TO BE DONE: Rewrite the lines below as a JSON list of strings with one string per line, omitting blank lines.

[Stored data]

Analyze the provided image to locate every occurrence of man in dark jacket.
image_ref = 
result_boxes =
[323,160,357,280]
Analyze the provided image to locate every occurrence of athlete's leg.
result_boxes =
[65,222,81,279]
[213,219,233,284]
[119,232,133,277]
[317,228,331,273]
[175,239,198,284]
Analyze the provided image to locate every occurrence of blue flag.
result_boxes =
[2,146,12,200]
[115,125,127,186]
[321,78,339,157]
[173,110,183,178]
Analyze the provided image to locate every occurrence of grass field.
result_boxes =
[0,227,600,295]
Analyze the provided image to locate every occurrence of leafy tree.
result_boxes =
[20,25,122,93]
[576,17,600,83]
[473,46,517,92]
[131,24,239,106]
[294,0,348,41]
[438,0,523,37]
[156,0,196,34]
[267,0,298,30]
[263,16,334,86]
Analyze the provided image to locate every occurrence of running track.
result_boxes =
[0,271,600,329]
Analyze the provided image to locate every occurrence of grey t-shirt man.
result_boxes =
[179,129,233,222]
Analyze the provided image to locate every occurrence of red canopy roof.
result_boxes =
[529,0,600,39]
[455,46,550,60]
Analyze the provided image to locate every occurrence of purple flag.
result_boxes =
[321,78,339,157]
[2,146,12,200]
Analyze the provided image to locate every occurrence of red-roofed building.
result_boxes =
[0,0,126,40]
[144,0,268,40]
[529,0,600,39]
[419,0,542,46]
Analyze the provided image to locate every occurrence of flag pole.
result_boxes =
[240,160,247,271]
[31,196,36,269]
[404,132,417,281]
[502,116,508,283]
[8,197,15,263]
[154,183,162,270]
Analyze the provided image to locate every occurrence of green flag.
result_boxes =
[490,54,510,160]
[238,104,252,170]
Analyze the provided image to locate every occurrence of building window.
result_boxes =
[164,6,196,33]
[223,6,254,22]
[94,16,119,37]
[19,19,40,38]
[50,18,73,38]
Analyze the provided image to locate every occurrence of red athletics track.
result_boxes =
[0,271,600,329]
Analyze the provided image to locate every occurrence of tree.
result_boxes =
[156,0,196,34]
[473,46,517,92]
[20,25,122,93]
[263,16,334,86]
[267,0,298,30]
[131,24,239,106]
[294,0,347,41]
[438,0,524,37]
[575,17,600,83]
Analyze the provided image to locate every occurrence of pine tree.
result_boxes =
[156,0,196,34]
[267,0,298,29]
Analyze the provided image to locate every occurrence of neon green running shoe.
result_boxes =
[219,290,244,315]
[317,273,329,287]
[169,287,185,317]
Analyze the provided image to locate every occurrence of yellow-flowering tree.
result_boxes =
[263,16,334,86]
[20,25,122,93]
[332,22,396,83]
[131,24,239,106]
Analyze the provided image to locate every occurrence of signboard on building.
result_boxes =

WORKED SOLUTION:
[
  "Analyze the provided image to locate every occurrence of man in dark jacket.",
  "image_ref = ",
  "result_boxes =",
  "[323,160,357,280]",
  "Analyze the provided image to locate every occurrence of athlete's leg.",
  "result_boxes =",
  "[65,222,81,279]",
  "[213,219,233,284]",
  "[119,232,133,277]",
  "[317,228,331,273]",
  "[175,239,198,284]",
  "Analyze the provided image to locate every occurrence of blue flag.",
  "result_boxes =",
  "[2,146,12,200]",
  "[115,125,127,186]",
  "[321,78,339,157]",
  "[173,110,183,178]",
  "Analyze the provided image to locate every occurrence of grass field.",
  "result_boxes =",
  "[0,227,600,295]",
  "Analyze the provided image to locate every occurrence of leafy tree.",
  "result_boxes =",
  "[20,25,122,93]",
  "[576,17,600,83]",
  "[473,46,517,92]",
  "[131,24,239,106]",
  "[294,0,348,41]",
  "[438,0,523,37]",
  "[156,0,196,34]",
  "[267,0,298,30]",
  "[263,16,334,86]",
  "Analyze the provided image to locate every occurrence of running track.",
  "result_boxes =",
  "[0,271,600,329]",
  "Analyze the provided image to locate every occurrence of grey t-shirt man.",
  "result_boxes =",
  "[179,129,233,222]",
  "Analyze the provided image to locate every occurrence of red canopy roof.",
  "result_boxes =",
  "[529,0,600,39]",
  "[455,46,550,60]",
  "Analyze the provided image to locate every occurrence of purple flag.",
  "result_boxes =",
  "[321,78,339,157]",
  "[2,146,12,200]",
  "Analyze the provided image to locate every occurrence of red-roofed building.",
  "result_boxes =",
  "[0,0,126,40]",
  "[144,0,268,40]",
  "[529,0,600,39]",
  "[419,0,542,46]",
  "Analyze the provided image to locate every occurrence of flag pole.",
  "result_boxes =",
  "[240,160,247,271]",
  "[31,196,36,269]",
  "[404,132,417,281]",
  "[502,116,508,283]",
  "[8,197,15,263]",
  "[154,183,162,270]",
  "Analyze the provided image to locate every occurrence of green flag.",
  "result_boxes =",
  "[490,54,510,160]",
  "[238,104,252,170]",
  "Analyze the provided image to locate every occurrence of building window.",
  "result_boxes =",
  "[164,6,196,33]",
  "[223,6,254,22]",
  "[94,16,119,37]",
  "[19,19,40,38]",
  "[50,18,73,38]",
  "Analyze the provided image to locate every occurrence of red athletics track.",
  "result_boxes =",
  "[0,271,600,329]",
  "Analyze the provided image to locate every occurrence of tree.",
  "result_boxes =",
  "[156,0,196,34]",
  "[473,46,517,92]",
  "[20,25,122,93]",
  "[263,16,334,86]",
  "[267,0,298,30]",
  "[131,24,239,106]",
  "[294,0,347,41]",
  "[438,0,524,37]",
  "[575,17,600,83]",
  "Analyze the provided image to locate every occurrence of pine tree.",
  "result_boxes =",
  "[156,0,196,34]",
  "[267,0,298,29]",
  "Analyze the provided image to locate every occurrence of neon green running shoe.",
  "result_boxes =",
  "[219,290,244,315]",
  "[317,273,329,287]",
  "[169,287,185,317]",
  "Analyze the provided image to locate every occurrence of yellow-flowering tree.",
  "result_boxes =",
  "[263,16,334,86]",
  "[20,25,122,93]",
  "[332,22,396,83]",
  "[131,24,239,106]",
  "Analyze the provided image to locate every occurrence of signboard on building.",
  "result_boxes ="
]